━━━ Extract ━━━

Beyond broader concerns over climate change, local air quality isn’t an issue typically associated with oil trains, which have grabbed headlines for spills and explosions. But the permit for the Columbia Pacific Bio-Refinery was thrust into the spotlight when DEQ issued a $117,000 fine and claimed the facility was in violation of its permit. The terminal, which despite its name is not actually a refinery, moved 300 million gallons of oil from rail cars onto ships bound for West Coast refineries last year. It was permitted for 50 million gallons.

In the enforcement notice, DEQ explained that in June of 2012 it swiftly approved a permit change for the facility to switch from handling ethanol to crude oil. That happened a year before the deadly oil train explosion in Lac Megantic, Quebec, which was followed by a string of other spills and explosions involving oil by rail.

That change — which DEQ deemed "insignificant" and "incidental" in terms of air quality permitting — paved the way for oil trains through Oregon largely because no other permitting from state or local authorities was required. The facility filed a spill response plan with the state (also approved Tuesday), but it deals almost exclusively with the facility's storage and loading of marine vessels, whether oil is reaching the terminal by train or not.

That the terminal’s new permit was approved is no surprise. Months ago, even as the facility was in violation of its old permit, DEQ indicated the agency would approve the new one.

"The facility can legally conduct their operations as they're doing now, they just need a permit to do it from DEQ," said Jenny Root, an environmental law specialist with the agency, at the time.

The new permit allows the facility to handle just over 1.8 billion gallons per year, a significant increase from 50 million that in all likelihood would require more than double the oil train traffic currently moving through towns like Scappoose, St. Helens and Rainier. It would also allow the terminal to handle ethanol. It was originally built as an ethanol plant but went bankrupt and was later purchased by Global Partners LP for use in crude oil storage and loading.

━━━ Supplied data ━━━

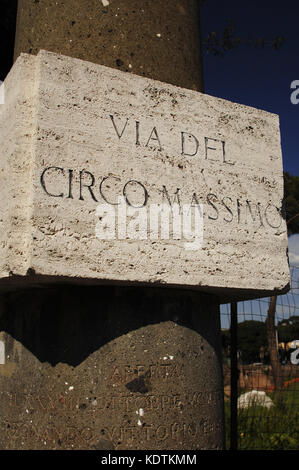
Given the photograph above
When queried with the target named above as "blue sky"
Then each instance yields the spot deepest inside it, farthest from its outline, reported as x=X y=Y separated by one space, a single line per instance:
x=258 y=77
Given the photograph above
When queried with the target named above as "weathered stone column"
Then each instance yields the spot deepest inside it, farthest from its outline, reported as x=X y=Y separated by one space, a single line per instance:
x=100 y=346
x=112 y=367
x=155 y=39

━━━

■ Directions:
#1 According to the oil terminal article, how many gallons of oil did the terminal move from rail cars onto ships last year?
#2 Rewrite both entries in full with every "photograph" changed to "image" and nothing else altered. Leave the pictures out.
The article and the entries come from unrelated sources.

■ Full solutions:
#1 300 million gallons

#2
Given the image above
When queried with the target named above as "blue sky"
Then each instance yields the spot deepest inside it, farthest from its outline, reported as x=X y=Y separated by one space, a single line per instance:
x=258 y=77
Given the image above
When queried with the target named above as "weathered stone column"
Then each instance yields the spot deepest inside it, farthest from its outline, reported as x=X y=Y separated by one space, a single line per instance:
x=100 y=346
x=112 y=367
x=155 y=39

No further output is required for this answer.